TASK DESCRIPTION
Reproduce the listing below in full, switching every "bounding box" to "rectangle" and leaving everything else unchanged.

DATASET EXTRACT
++++++++++
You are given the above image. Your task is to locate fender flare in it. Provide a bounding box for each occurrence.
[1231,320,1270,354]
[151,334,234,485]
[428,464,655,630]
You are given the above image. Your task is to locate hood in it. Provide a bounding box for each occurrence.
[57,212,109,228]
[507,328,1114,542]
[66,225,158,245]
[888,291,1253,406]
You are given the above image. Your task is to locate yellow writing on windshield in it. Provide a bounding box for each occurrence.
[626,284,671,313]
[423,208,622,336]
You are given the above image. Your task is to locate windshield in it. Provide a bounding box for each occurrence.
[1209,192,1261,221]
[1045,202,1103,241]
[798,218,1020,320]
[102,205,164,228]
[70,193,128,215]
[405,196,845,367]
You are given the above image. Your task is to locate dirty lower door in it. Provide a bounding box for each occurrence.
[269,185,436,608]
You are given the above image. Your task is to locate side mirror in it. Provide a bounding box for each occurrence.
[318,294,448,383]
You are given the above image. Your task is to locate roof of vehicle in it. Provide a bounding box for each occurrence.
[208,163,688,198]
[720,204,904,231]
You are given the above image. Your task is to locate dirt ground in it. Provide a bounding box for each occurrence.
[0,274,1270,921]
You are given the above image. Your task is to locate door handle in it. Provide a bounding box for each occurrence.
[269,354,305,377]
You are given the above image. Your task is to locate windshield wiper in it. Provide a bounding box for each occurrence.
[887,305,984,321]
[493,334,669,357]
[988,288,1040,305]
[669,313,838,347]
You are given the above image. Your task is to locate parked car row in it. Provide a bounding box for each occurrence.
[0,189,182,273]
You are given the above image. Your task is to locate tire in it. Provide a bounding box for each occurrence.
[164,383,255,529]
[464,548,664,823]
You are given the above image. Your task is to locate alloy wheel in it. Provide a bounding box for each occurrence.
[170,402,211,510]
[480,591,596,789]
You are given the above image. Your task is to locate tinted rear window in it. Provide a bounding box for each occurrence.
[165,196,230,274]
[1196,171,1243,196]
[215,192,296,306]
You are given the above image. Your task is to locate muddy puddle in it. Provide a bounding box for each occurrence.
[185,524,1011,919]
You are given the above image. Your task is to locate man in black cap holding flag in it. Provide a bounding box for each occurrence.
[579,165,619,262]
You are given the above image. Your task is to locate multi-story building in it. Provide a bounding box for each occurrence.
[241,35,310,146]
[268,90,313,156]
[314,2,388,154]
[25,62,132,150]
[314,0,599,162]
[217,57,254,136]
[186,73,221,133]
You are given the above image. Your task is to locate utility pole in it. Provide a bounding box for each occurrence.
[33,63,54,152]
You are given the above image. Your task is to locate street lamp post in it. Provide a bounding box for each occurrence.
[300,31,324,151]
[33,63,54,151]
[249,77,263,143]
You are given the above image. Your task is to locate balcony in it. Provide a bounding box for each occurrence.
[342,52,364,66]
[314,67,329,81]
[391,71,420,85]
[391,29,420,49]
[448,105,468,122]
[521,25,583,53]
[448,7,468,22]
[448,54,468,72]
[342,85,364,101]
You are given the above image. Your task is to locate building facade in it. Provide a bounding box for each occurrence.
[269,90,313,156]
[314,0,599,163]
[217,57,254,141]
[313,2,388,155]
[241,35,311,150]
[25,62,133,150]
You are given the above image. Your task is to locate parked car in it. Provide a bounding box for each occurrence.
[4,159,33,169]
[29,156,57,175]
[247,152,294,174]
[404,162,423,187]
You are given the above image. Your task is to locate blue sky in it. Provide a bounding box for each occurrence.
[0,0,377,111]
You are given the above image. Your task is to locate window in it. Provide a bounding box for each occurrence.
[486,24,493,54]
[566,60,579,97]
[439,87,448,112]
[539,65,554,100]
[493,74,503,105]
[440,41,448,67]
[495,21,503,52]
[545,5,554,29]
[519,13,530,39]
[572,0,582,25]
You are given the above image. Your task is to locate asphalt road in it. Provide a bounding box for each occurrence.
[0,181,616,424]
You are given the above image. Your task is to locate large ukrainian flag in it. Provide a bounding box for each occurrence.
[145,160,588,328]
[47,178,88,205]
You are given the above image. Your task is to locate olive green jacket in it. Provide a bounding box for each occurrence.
++++++++++
SOLUTION FOR THIS PROBLEM
You are given the above image. Your task is to locate fender flare in it. Provide a rectangle for each occurrence.
[1231,320,1270,354]
[151,334,234,485]
[428,464,655,630]
You are given the above image. Your task is to locate hood in it. Provide a rectangle for each occurrence.
[57,212,109,228]
[507,328,1114,542]
[66,225,158,245]
[888,291,1253,406]
You are given the above image. Your task is to locate yellow writing on windshield in it. Provide a rectangle for each occurrence.
[626,284,671,313]
[423,208,622,336]
You are given the above image. Your task is to locate windshield in it. Provide a rectangle for each occurrence.
[1209,192,1261,221]
[1045,202,1103,241]
[798,218,1020,320]
[102,205,164,228]
[70,193,128,215]
[405,196,845,367]
You are given the above image. Your task is to locate dirty lower door in it. Provide a rectangle for each occurrence.
[269,185,436,608]
You are given the above image. Your task is to locate side mirror in it. Provide a rectangle for each occurrence.
[318,294,448,383]
You are given the above image. Your task is to locate roof of vehicle in it. Provide a rectangle for each occurrence.
[208,163,688,198]
[720,204,904,231]
You are given the above image. Your task is to locate dirt ground in it. Provide a rectangle for each occurrence.
[0,274,1270,921]
You are given the above image. Your task is to locate door handle in it. Provide a rectangle for each occurrence.
[269,354,305,377]
You are given the above image. Your task is to locate windshield wiper in it. Provide a rectangle for each occurrence.
[887,305,984,321]
[493,334,669,357]
[988,288,1040,305]
[669,313,838,347]
You are given the above image. Your task is to locate parked car row in it. Provide a rectangle for each occurrence.
[0,189,182,273]
You are given the above image. Your task is to locate tire in it. Provide a rectangle for each occurrence.
[164,383,255,529]
[464,548,664,823]
You are given the above image. Your task is to locate alloy wheel in it. Provide a rectangle for each occurrence.
[170,402,211,510]
[480,591,596,789]
You are given the above image. Your task is to locate tinted rear window in it. Provide a rectangle for each occurrence.
[165,196,230,274]
[1196,171,1243,196]
[215,192,296,306]
You are given the above image. Your task is to locate muddy puddle in it. Provide a rectangle for each occurrence.
[185,524,1011,919]
You are given the above image. Your task is to locate man in black cap holding flag in it. Provide a rectangle for each occurrence.
[579,165,619,262]
You are given the above image. Your task is to locate multi-story building in it. Provide a rectangle for each occurrence.
[241,35,310,146]
[268,90,313,156]
[314,2,388,154]
[25,62,132,150]
[314,0,599,162]
[217,57,254,136]
[186,73,221,133]
You are given the above image. Your task is to locate utility pole in it. Provide a rectangle for each occurrence.
[33,63,54,152]
You are given the above image. Your task is to locate street lamp post in it. Provide a rectangle for each occurrence.
[300,31,324,151]
[33,63,54,151]
[249,77,263,143]
You are given the above image. Your task is to locate balcony in it. Provide a rectangle for each occurrence.
[342,52,364,66]
[314,67,329,81]
[391,71,420,85]
[391,29,420,49]
[448,105,468,122]
[521,25,583,53]
[448,7,468,22]
[448,54,468,72]
[342,85,364,101]
You are given the above image. Your task is to locate building facade in it. Provide a rectangle for each occurrence.
[269,90,313,156]
[314,0,599,163]
[217,57,254,141]
[313,2,388,155]
[241,35,311,150]
[25,62,133,150]
You are given the above image. Your task is to locate parked car in it. Provide a rectangle for each occurrence.
[4,159,33,169]
[29,156,57,175]
[247,152,294,174]
[404,162,423,187]
You are given the above image. Your task is to locate blue sky in it. Provide a rectangle for each occurrence.
[0,0,377,111]
You are given the above image. Your task is to locate window in it. Provide a rectangle for each occurrence.
[486,24,493,54]
[566,60,579,97]
[439,87,448,112]
[539,65,554,100]
[493,74,503,105]
[440,41,448,67]
[495,21,503,52]
[545,5,554,29]
[519,13,530,39]
[572,0,582,25]
You are given the above image. Your task is to locate asphalt road in it. Provide a rectangle for each occurrence.
[0,181,616,424]
You are given the above image. Your task is to locate large ukrainian flag in it. Provide a rectangle for each occurrence.
[145,160,588,328]
[47,178,88,205]
You are given the above image. Your task is to locate olive green jacket in it. Provide a rectangle for each occurrence.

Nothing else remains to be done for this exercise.